(Task directions) Display every line of the items below that contains the string "roof". Case counts when matching.

(Material shown)
::::::::

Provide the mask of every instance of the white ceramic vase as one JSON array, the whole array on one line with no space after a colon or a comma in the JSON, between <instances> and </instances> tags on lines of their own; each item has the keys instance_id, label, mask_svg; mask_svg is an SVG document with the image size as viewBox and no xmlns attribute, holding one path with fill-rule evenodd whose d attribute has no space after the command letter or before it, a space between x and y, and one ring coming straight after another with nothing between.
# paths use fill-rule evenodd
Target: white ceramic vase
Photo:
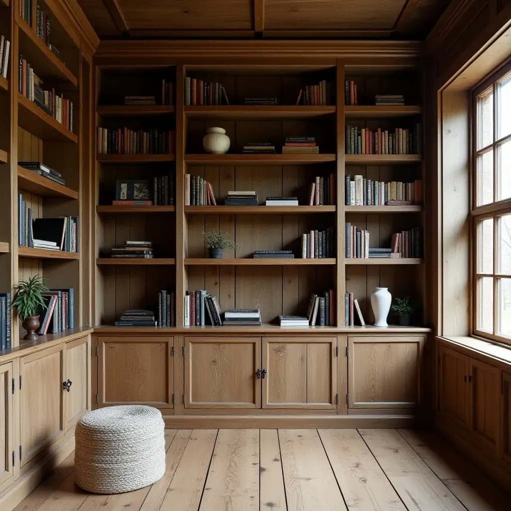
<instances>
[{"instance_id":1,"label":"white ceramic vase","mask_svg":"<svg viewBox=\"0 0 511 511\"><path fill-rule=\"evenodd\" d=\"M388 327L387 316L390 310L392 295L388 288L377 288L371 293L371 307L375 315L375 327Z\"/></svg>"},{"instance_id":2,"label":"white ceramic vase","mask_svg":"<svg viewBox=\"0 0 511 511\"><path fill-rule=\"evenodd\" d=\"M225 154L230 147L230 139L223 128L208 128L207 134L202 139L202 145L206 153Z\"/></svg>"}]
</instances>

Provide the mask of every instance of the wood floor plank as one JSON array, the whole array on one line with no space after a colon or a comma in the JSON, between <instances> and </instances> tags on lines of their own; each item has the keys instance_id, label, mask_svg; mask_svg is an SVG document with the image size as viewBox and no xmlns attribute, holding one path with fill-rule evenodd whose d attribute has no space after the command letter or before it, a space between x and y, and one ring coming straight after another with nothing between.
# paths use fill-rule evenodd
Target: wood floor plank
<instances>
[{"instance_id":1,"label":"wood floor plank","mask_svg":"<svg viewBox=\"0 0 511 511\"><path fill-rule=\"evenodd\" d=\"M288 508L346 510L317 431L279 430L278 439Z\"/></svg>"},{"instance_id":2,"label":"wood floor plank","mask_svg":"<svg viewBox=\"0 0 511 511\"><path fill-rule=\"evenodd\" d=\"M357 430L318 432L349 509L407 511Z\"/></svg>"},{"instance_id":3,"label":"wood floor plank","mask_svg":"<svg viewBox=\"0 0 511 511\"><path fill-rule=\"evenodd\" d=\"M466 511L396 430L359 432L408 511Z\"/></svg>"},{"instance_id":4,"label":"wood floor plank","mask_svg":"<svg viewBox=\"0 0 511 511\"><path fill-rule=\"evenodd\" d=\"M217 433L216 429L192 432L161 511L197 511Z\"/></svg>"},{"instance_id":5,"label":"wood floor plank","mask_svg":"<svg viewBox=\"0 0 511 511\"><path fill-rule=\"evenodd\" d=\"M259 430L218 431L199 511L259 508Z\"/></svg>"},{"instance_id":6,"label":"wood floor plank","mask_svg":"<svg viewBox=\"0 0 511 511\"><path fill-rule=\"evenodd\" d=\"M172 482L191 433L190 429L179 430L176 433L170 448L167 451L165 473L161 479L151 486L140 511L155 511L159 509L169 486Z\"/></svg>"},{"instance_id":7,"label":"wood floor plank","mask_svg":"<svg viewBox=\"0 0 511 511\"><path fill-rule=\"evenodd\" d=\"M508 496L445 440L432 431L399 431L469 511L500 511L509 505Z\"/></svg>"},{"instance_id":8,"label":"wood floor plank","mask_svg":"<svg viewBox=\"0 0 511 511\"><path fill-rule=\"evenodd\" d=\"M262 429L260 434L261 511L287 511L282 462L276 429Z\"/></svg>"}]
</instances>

::::::::

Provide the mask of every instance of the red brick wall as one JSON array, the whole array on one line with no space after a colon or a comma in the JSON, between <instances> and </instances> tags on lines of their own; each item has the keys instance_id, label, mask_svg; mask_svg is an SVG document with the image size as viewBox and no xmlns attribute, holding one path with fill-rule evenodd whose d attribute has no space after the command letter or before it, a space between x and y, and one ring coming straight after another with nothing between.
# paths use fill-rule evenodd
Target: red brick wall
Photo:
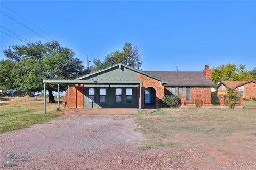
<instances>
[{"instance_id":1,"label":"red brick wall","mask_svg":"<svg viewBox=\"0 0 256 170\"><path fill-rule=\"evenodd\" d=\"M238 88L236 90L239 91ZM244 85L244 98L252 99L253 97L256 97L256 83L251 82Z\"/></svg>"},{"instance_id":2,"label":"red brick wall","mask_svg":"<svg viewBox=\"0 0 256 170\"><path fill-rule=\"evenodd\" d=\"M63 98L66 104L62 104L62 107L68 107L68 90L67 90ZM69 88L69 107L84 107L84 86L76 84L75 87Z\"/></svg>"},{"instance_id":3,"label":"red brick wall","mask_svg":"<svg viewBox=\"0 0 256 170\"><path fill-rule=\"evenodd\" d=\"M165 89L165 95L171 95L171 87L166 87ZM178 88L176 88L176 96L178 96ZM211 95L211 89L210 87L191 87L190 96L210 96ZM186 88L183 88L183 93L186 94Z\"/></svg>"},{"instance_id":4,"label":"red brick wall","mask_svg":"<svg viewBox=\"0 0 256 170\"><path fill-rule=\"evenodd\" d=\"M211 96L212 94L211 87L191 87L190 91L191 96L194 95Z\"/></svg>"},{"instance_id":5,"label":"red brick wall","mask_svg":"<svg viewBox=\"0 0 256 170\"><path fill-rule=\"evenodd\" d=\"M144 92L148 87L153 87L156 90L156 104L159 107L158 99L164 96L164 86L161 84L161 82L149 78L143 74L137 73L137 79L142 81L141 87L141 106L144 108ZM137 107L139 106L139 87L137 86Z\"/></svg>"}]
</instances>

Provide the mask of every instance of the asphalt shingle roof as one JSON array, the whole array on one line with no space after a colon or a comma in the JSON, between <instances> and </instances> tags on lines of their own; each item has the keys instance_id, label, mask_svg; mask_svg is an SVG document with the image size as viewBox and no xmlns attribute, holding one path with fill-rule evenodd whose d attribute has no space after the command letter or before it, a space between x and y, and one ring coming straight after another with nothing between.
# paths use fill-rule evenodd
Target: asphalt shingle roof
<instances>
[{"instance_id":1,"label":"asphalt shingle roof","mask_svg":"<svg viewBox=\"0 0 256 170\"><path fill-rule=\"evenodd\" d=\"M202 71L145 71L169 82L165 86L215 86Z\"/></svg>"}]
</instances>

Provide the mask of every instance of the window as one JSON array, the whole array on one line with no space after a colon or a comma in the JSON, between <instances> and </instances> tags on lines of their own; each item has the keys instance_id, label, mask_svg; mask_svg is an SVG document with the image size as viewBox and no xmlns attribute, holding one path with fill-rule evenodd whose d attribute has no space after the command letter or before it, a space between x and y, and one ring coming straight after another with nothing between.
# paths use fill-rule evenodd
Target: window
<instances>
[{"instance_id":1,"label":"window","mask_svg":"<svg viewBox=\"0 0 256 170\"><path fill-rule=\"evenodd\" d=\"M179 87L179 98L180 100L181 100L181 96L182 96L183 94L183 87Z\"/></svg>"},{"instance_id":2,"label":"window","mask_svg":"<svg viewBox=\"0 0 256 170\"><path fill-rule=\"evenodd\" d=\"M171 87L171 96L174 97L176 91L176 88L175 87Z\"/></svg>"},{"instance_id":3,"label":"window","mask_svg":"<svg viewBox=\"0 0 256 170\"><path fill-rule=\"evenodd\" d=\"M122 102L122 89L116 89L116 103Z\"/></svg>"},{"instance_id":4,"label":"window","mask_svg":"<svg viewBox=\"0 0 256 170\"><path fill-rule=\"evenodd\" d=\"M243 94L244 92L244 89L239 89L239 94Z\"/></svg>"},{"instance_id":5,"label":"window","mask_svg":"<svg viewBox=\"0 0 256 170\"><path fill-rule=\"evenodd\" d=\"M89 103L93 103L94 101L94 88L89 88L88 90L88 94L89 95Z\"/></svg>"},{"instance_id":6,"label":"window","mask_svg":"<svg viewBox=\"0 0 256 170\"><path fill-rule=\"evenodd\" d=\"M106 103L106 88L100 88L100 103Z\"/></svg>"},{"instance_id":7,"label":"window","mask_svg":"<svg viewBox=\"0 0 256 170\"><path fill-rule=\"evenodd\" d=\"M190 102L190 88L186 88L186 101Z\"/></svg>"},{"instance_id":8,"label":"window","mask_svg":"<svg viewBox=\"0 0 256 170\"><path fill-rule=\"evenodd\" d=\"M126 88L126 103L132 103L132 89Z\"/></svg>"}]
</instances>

::::::::

(Response to the exercise)
Provide the mask of every instance of the asphalt shingle roof as one JSON array, the whole array on one line with no space after a colon or a comma in the JSON, between <instances> and </instances> tags on lines of their own; each item has the keys instance_id, label, mask_svg; mask_svg is an SVG document with the image size as viewBox and no xmlns attribute, holding one path with fill-rule evenodd whose d attribute has no space after the command letter or before it, a space between x and y, and one ring coming straight after another with nothing between.
Target: asphalt shingle roof
[{"instance_id":1,"label":"asphalt shingle roof","mask_svg":"<svg viewBox=\"0 0 256 170\"><path fill-rule=\"evenodd\" d=\"M202 71L145 71L169 82L165 86L215 86Z\"/></svg>"}]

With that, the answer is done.